WHAT IS NEEDED:
Each line of the data should be given again exactly.
--- ENTRIES PROVIDED Enclosed Below ---
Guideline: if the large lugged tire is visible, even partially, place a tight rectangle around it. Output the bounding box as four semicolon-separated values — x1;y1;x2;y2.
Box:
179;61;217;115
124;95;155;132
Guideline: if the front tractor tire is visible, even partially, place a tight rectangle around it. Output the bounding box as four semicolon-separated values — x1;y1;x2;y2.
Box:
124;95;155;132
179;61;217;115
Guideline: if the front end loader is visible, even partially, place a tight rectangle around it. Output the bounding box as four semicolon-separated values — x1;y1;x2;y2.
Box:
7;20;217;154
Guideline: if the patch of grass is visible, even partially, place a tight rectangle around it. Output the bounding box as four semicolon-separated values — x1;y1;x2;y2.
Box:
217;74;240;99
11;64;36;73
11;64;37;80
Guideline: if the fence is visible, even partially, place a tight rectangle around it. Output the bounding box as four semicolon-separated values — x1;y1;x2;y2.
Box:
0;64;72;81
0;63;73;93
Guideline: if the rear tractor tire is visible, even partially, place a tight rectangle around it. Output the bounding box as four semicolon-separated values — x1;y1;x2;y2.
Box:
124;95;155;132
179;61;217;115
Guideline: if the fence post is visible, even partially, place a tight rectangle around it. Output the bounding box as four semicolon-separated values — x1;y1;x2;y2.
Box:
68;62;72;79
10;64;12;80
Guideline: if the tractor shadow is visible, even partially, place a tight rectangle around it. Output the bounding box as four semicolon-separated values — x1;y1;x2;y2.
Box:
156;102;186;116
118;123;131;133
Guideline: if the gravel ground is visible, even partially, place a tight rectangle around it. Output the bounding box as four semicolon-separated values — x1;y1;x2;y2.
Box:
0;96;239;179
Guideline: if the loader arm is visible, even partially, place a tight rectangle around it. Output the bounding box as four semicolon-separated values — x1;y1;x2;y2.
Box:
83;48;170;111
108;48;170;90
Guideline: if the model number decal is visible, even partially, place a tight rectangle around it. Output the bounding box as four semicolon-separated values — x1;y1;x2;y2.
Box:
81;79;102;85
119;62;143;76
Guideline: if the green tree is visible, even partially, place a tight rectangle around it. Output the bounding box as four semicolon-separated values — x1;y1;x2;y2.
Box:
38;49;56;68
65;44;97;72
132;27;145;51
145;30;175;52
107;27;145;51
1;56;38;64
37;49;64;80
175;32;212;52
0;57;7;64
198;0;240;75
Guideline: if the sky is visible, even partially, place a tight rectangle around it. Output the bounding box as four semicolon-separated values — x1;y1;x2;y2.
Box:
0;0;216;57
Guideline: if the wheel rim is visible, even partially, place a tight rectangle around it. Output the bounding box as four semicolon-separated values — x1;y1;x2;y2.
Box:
--- End of Enclosed ENTRIES PROVIDED ---
TASK SOLUTION:
Guideline: if the large lugged tire is visible, even partially, place a tight rectangle around it. Output the bounding box as four semicolon-separated values — x1;y1;x2;y2.
Box:
179;61;217;115
124;95;155;132
Guideline: if the front tractor tire is visible, even partially, place a tight rectangle around it. Output the bounding box as four semicolon-separated values — x1;y1;x2;y2.
Box:
124;95;155;132
179;61;217;115
Guideline: if the front end loader is visible, even partially, place a tight rectangle around it. Output the bounding box as four semicolon-separated values — x1;y1;x2;y2.
Box:
7;20;217;154
Guideline: if the patch of grass is visible, even partially, place a tight rectangle around it. Output the bounding box as four semicolon-separated values — x1;y1;x2;y2.
Box:
217;74;240;99
11;64;36;73
11;64;37;80
Guideline: if the fence is visible, even partially, place a tight rectangle around it. Output the bounding box as four semicolon-separated values — x1;y1;x2;y2.
Box:
0;64;72;81
0;63;73;93
Guideline: if the rear tractor tire is visible, even partially, place a tight rectangle around it. Output the bounding box as four semicolon-separated values — x1;y1;x2;y2.
Box:
124;95;155;132
179;61;217;115
Guideline: if the fence post is visible, even partially, place a tight rectangle around it. Output the bounding box as four semicolon-separated values — x1;y1;x2;y2.
Box:
68;62;72;79
10;64;12;80
Guideline: if the tractor shadow is visible, even partially, place a tight rectangle around it. Output the bounding box as four semicolon-separated values — x1;y1;x2;y2.
Box:
156;102;186;116
118;123;131;133
Guideline: if the gravel ground is visible, even partially, place a tight rectangle around it. Output the bounding box as four semicolon-separated values — x1;y1;x2;y2.
Box:
0;96;239;179
Guideline: if the loader arm is visible, even partially, place a tight rectangle around it. Output the bounding box as four semicolon-separated values — x1;y1;x2;y2.
Box:
83;48;170;111
108;48;170;90
Guideline: if the model number decal is visible, even partially, place a tight rectangle around it. Output the bounding box as four semicolon-separated values — x1;y1;x2;y2.
Box:
81;79;102;85
119;62;143;76
Guideline: if the green tree is visible, even partially, place a tight rectangle around it. Output the bounding box as four semicolon-separated values — x1;y1;x2;y2.
Box:
38;49;56;68
65;44;97;72
132;27;145;51
145;30;175;52
107;27;145;51
1;56;38;64
37;49;64;80
175;32;212;52
0;57;7;64
198;0;240;75
Guideline: if the sky is visible, even partially, place a tight rectangle around it. Output the bounding box as four semicolon-separated values — x1;y1;x2;y2.
Box:
0;0;216;57
Guideline: if the wheel rim is visible, even partially, place a tight rectangle around it. Output the bounding box as four semicolon-separated values — x1;y1;x2;y2.
Box:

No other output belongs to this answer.